Пожалуйста, перечислите музыкантов, которых первый абзац приведенной ниже статьи о фестивале музыки Шнитке называет по имени как участников концертов.

Фрагмент документа
▬▬▬▬▬▬

В пятницу, воскресенье и понедельник в Большом зале консерватории прошли очередные концерты Фестиваля музыки Альфреда Шнитке. В них приняли участие Гидон Кремер, Марк Лубоцкий, Геннадий Рождественский, Ирина Шнитке, Виктория Постникова и другие музыканты, связанные с композитором давним сотрудничеством.
Перед исполнением "Мадригала памяти Олега Кагана" Гидон Кремер обратился к публике со словами о том, что "если бы Олег был жив, то он обязательно был бы здесь, на этом празднике Альфреда". Но к старым друзьям присоединяются новые: немецкий дирижер Франк Штробель с отменной добросовестностью провел с "плетневским оркестром" Пятую симфонию, а также (K)ein Sommernachtstraum и премьеру Concerto grosso #5, где солировал Кремер. В программе Рождественского были даны Concerto grosso #6, Симфония #4, Концерт для фортепиано в четыре руки с оркестром (солировали Виктория Постникова и Ирина Шнитке), кичевая сюита из фильма "Мертвые души" (разумеется, с шутками и запланированным успехом). В камерном концерте, душой которого была несравненная Ирина Шнитке, прозвучали как известные сочинения, так и премьеры, среди них самые впечатляющие — Третья скрипичная соната и Фортепианное трио.
Уровень организации фестиваля, не говоря уже о достоинствах участников, подтверждает самые лучшие ожидания. И все же "праздника", о котором сказал Гидон Кремер, нет и в помине. Люди, выходящие из зала в фойе, предпочитают говорить на отвлеченные темы. Трудно избавиться от тягостного ощущения подавленности, особенно — после исполнения новых сочинений.
Этому можно найти разные причины. В первую очередь — трагическая сущность самого творчества Шнитке. В поздних произведениях она обнаруживается в предельном, тотальном выражении. Причем трагизм Шнитке не назовешь высоким: его музыка лишена просветленности творений Малера или Берга и даже слабой надежды, которая всегда теплилась у Шостаковича — тех композиторов, с которыми Шнитке связан безусловной преемственностью. В некоторых его камерных сочинениях скорее ощущается родство с трагическим миром Галины Уствольской — черным, беспросветным, наполненным крайней религиозной экзальтацией, — хотя вряд ли тут могло иметь место прямое влияние. Их роднит и полная незаинтересованнось в "доступности", — а ведь раньше Шнитке умел чувствовать публику как никто. Новые сочинения словно повернулись от слушателя лицом к стене.
И с этим связана другая, не менее важная причина, определяющая атмосферу концертов: "бесконечность духовной жизни" (выражение самого Шнитке) не так уж свободна от бренной человеческой природы. Все знают, что Шнитке болен — настолько, что едва может пошевелить головой. Первый инсульт он перенес в середине 80-х, и как раз с этого времени начался стилистический перелом. Вряд ли возможно высказать критическое суждение о музыке, в которой прежде всего слышны приметы изменившегося, обостренно болезненного сознания.
Есть и третье обстоятельство. Стилистический перелом совпал не только с болезнью композитора, но и с социальными переменами в России, после которых его имя, не без помощи прежней антирекламы, стало одним из первых имен современного музыкального мира. Московский фестиваль — справедливое подтверждение этих перемен, но как теперь относиться к прошлому? Мы мстим сами себе за уродство прежних лет, за политический, неадекватный музыке привкус знаменитых шнитковских премьер. Тогда он был чрезмерно непризнан, сегодня — чрезмерно знаменит. Общее в том, что ни тогда, ни сейчас статус музыки Шнитке не соответствовал ее подлинному музыкальному значению.
Фестиваль продолжается. Впереди новые концерты, в том числе заключительный, на котором Кремер, Башмет и Ростропович сыграют еще одну мировую премьеру — "Концерт на троих". Нужно только набраться терпения.

▬▬▬▬▬▬

Извлеченные строки
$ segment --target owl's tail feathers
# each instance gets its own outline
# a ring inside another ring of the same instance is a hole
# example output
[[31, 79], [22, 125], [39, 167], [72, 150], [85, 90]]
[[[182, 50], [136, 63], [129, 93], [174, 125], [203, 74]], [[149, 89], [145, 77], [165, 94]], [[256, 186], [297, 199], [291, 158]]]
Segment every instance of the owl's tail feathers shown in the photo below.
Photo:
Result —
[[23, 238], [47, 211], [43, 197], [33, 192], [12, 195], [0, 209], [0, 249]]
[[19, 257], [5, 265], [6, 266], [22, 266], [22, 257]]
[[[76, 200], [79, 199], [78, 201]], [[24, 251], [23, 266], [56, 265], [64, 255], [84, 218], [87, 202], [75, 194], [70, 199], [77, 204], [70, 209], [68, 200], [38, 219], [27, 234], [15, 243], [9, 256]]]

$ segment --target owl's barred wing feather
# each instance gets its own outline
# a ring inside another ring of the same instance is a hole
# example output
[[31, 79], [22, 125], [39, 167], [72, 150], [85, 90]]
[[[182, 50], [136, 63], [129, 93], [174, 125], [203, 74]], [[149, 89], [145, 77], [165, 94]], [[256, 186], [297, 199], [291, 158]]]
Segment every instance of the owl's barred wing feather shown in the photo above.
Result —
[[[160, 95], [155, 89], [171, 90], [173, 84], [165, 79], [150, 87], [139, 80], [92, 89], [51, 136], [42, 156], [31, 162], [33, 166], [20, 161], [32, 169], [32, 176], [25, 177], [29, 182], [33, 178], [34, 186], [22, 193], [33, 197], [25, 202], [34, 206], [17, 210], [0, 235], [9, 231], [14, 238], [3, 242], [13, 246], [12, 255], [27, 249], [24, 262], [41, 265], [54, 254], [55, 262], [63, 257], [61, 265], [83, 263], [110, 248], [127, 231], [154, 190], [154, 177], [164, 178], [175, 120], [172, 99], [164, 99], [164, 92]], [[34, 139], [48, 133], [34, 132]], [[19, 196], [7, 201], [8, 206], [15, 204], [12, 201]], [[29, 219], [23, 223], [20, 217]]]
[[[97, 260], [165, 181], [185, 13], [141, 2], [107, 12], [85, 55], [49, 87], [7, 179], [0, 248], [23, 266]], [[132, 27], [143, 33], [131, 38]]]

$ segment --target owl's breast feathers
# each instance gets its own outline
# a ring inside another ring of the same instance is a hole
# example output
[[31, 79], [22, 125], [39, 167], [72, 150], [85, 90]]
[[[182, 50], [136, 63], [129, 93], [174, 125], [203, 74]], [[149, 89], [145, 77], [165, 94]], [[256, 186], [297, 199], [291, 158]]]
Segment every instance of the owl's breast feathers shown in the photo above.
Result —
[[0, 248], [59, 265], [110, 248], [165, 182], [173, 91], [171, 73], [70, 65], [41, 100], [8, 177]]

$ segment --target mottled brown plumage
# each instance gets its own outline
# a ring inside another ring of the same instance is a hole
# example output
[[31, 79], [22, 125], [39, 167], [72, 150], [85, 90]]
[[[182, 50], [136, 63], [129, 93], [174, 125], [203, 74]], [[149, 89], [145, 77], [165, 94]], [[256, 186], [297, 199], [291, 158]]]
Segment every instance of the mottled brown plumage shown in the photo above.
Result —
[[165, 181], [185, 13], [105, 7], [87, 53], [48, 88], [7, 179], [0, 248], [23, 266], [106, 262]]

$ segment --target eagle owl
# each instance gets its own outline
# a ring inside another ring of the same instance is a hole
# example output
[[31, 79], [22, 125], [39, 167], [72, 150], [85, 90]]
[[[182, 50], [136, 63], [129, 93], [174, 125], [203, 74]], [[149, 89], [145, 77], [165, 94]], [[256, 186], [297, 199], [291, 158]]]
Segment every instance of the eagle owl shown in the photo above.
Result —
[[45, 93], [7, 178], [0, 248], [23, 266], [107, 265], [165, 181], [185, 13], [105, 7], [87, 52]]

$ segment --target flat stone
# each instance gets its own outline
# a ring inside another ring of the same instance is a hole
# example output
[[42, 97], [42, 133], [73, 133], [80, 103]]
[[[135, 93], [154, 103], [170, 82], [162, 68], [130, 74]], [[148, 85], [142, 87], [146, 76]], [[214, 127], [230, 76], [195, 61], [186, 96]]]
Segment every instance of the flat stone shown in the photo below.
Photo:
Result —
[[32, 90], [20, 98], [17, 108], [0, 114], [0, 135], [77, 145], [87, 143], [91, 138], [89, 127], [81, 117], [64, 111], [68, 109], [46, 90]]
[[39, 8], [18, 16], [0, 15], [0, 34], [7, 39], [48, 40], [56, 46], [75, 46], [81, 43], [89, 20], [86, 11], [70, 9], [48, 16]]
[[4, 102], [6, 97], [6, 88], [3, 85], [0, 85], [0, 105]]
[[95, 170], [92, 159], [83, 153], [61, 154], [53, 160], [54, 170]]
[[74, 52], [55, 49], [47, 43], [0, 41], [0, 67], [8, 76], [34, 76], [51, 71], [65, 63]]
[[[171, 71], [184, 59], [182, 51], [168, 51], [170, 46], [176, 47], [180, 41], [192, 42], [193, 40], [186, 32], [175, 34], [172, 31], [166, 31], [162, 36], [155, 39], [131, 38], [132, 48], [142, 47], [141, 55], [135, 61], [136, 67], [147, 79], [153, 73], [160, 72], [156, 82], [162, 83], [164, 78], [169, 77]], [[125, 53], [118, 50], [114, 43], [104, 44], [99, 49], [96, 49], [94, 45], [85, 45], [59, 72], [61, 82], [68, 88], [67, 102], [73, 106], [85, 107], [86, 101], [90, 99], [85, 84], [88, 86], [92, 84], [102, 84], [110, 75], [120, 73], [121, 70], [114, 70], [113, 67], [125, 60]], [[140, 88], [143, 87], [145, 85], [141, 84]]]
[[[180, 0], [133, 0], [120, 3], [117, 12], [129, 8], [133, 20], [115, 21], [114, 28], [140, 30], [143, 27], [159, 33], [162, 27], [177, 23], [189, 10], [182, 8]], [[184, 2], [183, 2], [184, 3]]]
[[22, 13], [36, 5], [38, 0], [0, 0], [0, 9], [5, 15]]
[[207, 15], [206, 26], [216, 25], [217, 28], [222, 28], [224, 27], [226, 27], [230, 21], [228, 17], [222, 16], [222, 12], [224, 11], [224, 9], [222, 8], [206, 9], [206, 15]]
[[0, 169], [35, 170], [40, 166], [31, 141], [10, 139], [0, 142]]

▬▬▬▬▬▬

Результат выполнения
Гидон Кремер, Марк Лубоцкий, Геннадий Рождественский, Ирина Шнитке, Виктория Постникова.